**Questions:**
1. Summarize the passage about looking for an open pharmacy in two sentences.
2. Extend the passage about looking for an open pharmacy, picking up right after its final sentence.
[Passage shown — start]
Next stop – a local pharmacy in Bearsden. An online search flagged up three chemists which, I was told, were "open now". After a quick tour by car I established that all three were, in fact, shut. At this point, I decided that it would be best to try the nearest busy shopping centre – Anniesland – where I knew there were at least two pharmacists.

On arrival, I quickly established that they also were shut. Everything else seemed to be open – I could have bought a steak bake, got a haircut, had my nails done or even placed a bet if I were so inclined. I could even have gone to the gym for a workout. But I couldn’t go to the chemist’s. As a last throw of the dice I tried Morrison’s supermarket. Success: a nice lady at the in-house pharmacy was able to provide advice and I duly made my purchase.

We’re all entitled to a holiday, aren’t we? Unfortunately, illness doesn’t take a holiday.
[Passage shown — finish]
[Provided material — start]
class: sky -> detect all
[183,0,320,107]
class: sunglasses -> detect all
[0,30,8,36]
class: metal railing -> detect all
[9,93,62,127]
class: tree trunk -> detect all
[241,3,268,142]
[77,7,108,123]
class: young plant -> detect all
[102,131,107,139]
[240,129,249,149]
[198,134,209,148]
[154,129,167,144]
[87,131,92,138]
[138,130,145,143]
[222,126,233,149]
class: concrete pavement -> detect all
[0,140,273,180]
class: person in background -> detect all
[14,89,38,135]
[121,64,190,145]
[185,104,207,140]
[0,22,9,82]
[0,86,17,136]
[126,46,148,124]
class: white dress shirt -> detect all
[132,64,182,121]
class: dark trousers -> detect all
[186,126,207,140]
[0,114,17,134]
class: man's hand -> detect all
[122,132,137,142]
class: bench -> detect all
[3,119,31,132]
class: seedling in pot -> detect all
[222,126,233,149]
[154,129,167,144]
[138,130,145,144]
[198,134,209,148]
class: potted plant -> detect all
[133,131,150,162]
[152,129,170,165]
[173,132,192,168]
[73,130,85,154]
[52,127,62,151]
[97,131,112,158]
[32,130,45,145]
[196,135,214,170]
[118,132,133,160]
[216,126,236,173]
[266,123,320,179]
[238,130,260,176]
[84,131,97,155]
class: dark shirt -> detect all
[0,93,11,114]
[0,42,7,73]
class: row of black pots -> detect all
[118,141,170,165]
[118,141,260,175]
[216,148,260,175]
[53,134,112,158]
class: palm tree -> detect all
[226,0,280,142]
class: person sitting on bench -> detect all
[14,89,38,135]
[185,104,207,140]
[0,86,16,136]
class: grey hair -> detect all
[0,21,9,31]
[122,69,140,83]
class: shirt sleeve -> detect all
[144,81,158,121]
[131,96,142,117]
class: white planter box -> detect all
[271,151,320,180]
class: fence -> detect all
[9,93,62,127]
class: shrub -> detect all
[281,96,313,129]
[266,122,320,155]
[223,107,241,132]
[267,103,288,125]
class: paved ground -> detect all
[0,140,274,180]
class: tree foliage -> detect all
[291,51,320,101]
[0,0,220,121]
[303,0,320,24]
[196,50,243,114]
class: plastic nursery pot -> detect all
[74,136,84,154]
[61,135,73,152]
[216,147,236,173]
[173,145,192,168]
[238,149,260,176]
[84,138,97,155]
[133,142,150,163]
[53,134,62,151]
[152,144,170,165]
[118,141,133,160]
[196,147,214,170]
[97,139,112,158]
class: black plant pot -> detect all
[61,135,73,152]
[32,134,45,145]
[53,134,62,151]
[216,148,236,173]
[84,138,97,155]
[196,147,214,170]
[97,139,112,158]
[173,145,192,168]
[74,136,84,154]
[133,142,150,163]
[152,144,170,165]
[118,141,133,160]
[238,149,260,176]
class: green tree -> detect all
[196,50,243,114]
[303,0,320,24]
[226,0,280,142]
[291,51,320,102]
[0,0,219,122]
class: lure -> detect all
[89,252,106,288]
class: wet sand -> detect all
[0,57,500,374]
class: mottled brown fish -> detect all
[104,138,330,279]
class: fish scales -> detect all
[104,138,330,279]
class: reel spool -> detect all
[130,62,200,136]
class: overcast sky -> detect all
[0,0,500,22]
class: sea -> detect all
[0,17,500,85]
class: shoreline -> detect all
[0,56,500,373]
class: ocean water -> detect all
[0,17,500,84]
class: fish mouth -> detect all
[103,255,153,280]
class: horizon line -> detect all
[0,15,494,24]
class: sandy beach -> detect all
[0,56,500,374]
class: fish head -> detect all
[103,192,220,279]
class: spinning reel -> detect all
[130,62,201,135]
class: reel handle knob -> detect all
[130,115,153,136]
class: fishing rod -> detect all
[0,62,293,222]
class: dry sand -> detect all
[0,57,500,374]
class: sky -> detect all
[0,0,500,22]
[Provided material — finish]
**Answers by item number:**
1. An online search listed three Bearsden chemists as open, but the writer found all three shut, and the pharmacists at the Anniesland shopping center were closed too, even though a haircut, a bet or a gym workout was still available there. The writer finally got advice and made a purchase at the in-house pharmacy in Morrison's supermarket.

2.
Rob Kelly, Bearsden

Eagles flight of fancy

A NATURESCOT report finds that at least 33 birds of prey have been killed in Scotland by onshore wind turbines since 2019 (“Concern for birds of prey amid rise in onshore wind turbine collisions”, The Herald, January 3). A spokesperson from Scottish Renewables says “wind energy is one of the key technologies we are able to deploy at scale to reduce the carbon emissions which cause climate change – the greatest long-term threat to Scotland's wildlife”. So effectively she's saying we have to kill eagles to save eagles.
Geoff Moore, Alness

Was Pele Brazil's best?

I THOROUGHLY enjoyed Kevin McKenna’s superb tribute to Pele ("In a monochrome Glasgow childhood, Pele mattered", The Herald, January 2). It brought back some warm memories of that great and glamorous 1970 World Cup and I can recall the great moments he mentions. Pele reigned supreme.

It also provoked another slightly earlier memory, that of being allowed, aged eight, to stay up to watch the 1968 European Cup final won by Manchester United and thus turning me in to a lifelong fan.

So, do readers agree with me that Pele was the Brazilian George Best?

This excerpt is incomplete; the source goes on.